Region annotation rows
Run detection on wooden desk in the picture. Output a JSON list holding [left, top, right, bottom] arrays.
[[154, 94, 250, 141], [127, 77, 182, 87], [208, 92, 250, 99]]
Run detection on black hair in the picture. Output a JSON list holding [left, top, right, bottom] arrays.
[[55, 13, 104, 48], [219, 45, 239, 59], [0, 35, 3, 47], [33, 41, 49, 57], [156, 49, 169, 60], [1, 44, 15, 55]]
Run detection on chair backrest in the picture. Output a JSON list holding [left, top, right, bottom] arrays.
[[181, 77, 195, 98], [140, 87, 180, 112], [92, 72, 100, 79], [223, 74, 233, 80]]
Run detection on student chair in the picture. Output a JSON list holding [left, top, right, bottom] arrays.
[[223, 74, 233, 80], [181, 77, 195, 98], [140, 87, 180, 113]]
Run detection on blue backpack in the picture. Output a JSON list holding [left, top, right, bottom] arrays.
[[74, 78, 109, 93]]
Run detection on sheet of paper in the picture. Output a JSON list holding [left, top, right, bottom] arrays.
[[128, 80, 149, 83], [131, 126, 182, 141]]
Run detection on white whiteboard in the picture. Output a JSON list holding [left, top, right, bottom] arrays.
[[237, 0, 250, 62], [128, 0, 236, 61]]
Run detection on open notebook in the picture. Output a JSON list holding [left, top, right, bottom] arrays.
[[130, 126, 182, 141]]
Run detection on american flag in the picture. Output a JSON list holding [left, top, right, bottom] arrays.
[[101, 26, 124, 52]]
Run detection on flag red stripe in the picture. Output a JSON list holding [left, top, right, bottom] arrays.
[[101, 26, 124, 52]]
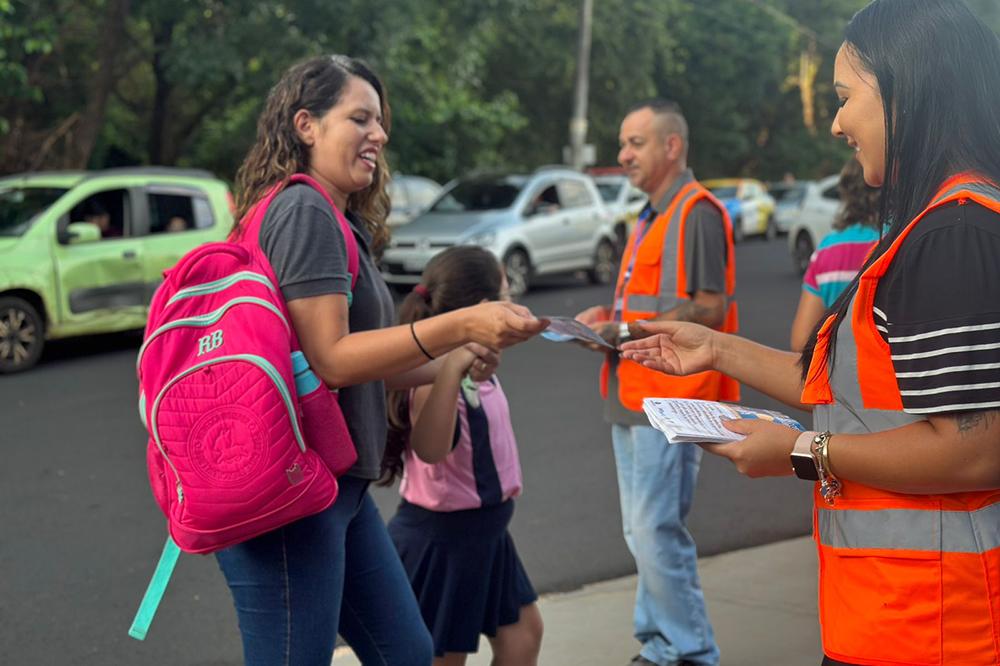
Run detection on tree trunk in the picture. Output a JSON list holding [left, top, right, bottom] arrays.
[[66, 0, 130, 169], [148, 19, 177, 166]]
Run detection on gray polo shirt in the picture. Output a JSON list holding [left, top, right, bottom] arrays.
[[604, 169, 726, 426], [260, 184, 394, 479]]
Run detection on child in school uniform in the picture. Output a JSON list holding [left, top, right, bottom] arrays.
[[382, 246, 542, 666]]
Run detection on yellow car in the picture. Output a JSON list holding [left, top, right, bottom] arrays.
[[702, 178, 777, 243]]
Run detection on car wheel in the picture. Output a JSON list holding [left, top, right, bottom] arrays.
[[587, 240, 617, 284], [0, 296, 45, 375], [503, 250, 531, 298], [792, 231, 813, 275]]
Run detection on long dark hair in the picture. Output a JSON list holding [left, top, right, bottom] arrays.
[[833, 157, 882, 230], [233, 55, 391, 250], [801, 0, 1000, 378], [378, 245, 503, 486]]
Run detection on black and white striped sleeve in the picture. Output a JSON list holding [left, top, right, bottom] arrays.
[[874, 202, 1000, 414]]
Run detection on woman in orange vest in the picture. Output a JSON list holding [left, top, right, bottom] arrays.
[[623, 0, 1000, 666]]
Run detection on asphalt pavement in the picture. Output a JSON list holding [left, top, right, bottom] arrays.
[[333, 537, 822, 666]]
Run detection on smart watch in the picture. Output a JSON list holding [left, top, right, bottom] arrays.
[[792, 432, 819, 481], [618, 321, 632, 344]]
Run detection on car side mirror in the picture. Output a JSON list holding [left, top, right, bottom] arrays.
[[59, 222, 101, 245]]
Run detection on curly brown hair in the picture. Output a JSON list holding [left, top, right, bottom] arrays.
[[378, 245, 503, 486], [833, 157, 882, 231], [232, 55, 390, 251]]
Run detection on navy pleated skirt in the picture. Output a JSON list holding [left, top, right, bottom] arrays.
[[389, 500, 538, 657]]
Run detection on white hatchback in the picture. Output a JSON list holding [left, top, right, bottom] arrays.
[[788, 175, 840, 275], [382, 167, 616, 296]]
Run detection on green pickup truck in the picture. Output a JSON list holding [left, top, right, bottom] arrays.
[[0, 167, 233, 374]]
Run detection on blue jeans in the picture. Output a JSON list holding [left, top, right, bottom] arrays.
[[216, 476, 434, 666], [611, 425, 719, 666]]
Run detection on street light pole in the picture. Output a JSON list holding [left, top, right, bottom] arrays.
[[569, 0, 594, 169]]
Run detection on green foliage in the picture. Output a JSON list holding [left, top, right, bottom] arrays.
[[0, 0, 976, 181]]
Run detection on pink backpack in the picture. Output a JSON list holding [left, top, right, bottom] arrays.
[[129, 174, 358, 640]]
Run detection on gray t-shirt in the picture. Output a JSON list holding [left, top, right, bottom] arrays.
[[260, 184, 393, 479], [604, 176, 726, 426]]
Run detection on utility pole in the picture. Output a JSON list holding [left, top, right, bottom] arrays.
[[568, 0, 594, 169]]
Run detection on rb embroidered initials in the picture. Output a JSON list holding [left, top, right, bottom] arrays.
[[198, 328, 222, 356]]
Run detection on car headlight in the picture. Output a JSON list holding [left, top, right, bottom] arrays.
[[465, 231, 497, 247]]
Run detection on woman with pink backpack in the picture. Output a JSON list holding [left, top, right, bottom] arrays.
[[216, 55, 546, 666]]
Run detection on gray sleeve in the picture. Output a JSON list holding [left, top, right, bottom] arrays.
[[684, 201, 726, 294], [260, 185, 351, 301]]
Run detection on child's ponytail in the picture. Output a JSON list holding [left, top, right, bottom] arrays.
[[377, 245, 503, 486], [376, 284, 432, 486]]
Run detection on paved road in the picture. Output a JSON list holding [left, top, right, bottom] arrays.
[[0, 236, 809, 666]]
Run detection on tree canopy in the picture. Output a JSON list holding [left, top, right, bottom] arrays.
[[0, 0, 1000, 181]]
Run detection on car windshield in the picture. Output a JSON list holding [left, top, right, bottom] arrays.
[[771, 187, 806, 206], [431, 176, 527, 213], [710, 187, 736, 199], [597, 180, 625, 203], [0, 185, 67, 236]]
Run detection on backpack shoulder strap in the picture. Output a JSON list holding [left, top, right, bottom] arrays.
[[128, 536, 181, 641]]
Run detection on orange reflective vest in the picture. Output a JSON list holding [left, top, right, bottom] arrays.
[[601, 179, 739, 411], [802, 175, 1000, 666]]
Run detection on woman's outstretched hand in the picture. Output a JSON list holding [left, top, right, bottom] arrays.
[[465, 301, 549, 350], [701, 419, 799, 479], [621, 321, 716, 375]]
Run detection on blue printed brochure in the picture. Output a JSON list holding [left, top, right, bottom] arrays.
[[642, 398, 805, 444]]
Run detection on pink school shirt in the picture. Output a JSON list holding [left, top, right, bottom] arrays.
[[399, 377, 522, 511]]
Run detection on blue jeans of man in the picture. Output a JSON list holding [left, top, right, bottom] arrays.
[[611, 424, 719, 666], [216, 476, 434, 666]]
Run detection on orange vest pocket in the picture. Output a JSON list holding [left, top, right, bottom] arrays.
[[819, 545, 943, 666]]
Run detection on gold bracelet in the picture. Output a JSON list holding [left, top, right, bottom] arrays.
[[811, 430, 841, 504]]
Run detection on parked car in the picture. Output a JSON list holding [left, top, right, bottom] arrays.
[[382, 168, 615, 296], [0, 168, 233, 374], [702, 178, 776, 243], [386, 174, 441, 227], [767, 180, 812, 235], [788, 175, 840, 275], [594, 174, 649, 254]]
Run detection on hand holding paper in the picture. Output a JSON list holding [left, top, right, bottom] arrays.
[[642, 398, 805, 444]]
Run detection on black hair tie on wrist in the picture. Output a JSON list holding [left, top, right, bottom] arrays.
[[410, 321, 434, 361]]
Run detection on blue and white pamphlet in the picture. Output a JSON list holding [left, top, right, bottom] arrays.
[[642, 398, 805, 444], [539, 316, 617, 351]]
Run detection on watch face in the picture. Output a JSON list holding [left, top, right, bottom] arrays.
[[792, 453, 819, 481]]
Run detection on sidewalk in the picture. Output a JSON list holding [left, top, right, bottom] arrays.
[[333, 537, 822, 666]]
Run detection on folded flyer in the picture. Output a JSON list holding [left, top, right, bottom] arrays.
[[539, 316, 617, 351], [642, 398, 805, 444]]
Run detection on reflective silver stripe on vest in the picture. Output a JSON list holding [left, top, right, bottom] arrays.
[[813, 294, 926, 435], [818, 503, 1000, 553], [656, 184, 698, 312], [931, 183, 1000, 206]]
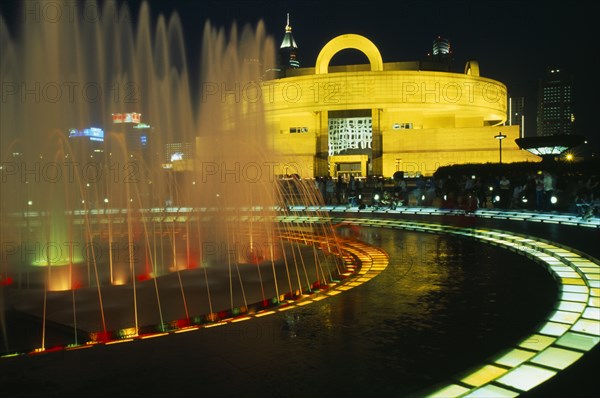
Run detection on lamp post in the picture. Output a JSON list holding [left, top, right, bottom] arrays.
[[494, 132, 506, 164]]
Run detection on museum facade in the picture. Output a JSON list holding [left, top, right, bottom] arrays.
[[261, 34, 540, 177]]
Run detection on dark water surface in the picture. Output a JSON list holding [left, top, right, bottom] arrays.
[[0, 227, 558, 397]]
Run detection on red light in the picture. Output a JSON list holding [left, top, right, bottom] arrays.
[[138, 274, 150, 282], [175, 319, 190, 329], [0, 276, 12, 286]]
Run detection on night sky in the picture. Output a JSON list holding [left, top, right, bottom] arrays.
[[0, 0, 600, 152]]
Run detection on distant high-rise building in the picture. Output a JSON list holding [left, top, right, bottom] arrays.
[[506, 97, 525, 137], [69, 127, 104, 159], [279, 14, 300, 68], [537, 68, 575, 135]]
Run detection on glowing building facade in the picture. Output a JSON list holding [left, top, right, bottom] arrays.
[[263, 34, 539, 177]]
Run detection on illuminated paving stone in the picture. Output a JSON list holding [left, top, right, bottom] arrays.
[[557, 301, 585, 313], [519, 334, 556, 351], [495, 348, 536, 367], [463, 384, 519, 398], [556, 332, 600, 351], [549, 311, 580, 324], [428, 384, 469, 398], [531, 347, 583, 370], [461, 365, 506, 387], [497, 365, 556, 391], [540, 322, 570, 337], [571, 319, 600, 336]]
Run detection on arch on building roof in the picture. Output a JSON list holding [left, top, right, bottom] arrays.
[[315, 33, 383, 74]]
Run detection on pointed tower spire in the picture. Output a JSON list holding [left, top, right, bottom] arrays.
[[279, 12, 300, 68]]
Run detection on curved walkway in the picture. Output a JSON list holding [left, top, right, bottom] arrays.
[[312, 208, 600, 397]]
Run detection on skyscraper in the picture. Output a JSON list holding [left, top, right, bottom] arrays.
[[506, 97, 525, 137], [537, 68, 575, 135], [279, 13, 300, 69]]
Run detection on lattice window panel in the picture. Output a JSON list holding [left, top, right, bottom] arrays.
[[329, 117, 373, 156]]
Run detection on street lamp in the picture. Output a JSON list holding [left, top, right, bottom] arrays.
[[494, 132, 506, 163]]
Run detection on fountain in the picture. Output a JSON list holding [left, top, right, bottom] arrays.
[[0, 1, 356, 353]]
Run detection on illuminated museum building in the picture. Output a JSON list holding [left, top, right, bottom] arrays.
[[262, 17, 540, 177]]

PROBLEM TO SOLVE: Copy out the rows word for word, from the start of the rows through the line containing "[[74, 78, 109, 93]]", with that line included.

SOLVED EXERCISE:
Run detection on wooden desk in the picture. Output a JSON list holding [left, top, right, bottom] arrays.
[[154, 94, 250, 141], [127, 77, 182, 87], [208, 92, 250, 99]]
Run detection on black hair in the picture. Output a JSON list holding [left, top, right, bottom] arrays.
[[55, 13, 104, 48], [219, 45, 239, 59], [0, 35, 3, 47], [33, 41, 49, 57], [156, 49, 169, 60], [1, 44, 15, 55]]
Run detection on chair backrest in the picture. Output a JSON list holding [left, top, right, bottom] arrays.
[[181, 77, 195, 98], [140, 87, 180, 112], [92, 72, 100, 79], [223, 74, 233, 80]]
Run detection on student chair in the picture. Output a JSON list holding [left, top, right, bottom] arrays.
[[223, 74, 233, 80], [181, 77, 195, 98], [140, 87, 180, 113]]
Run detection on blue backpack in the picture. Output a JSON list holding [left, top, right, bottom] arrays.
[[74, 78, 109, 93]]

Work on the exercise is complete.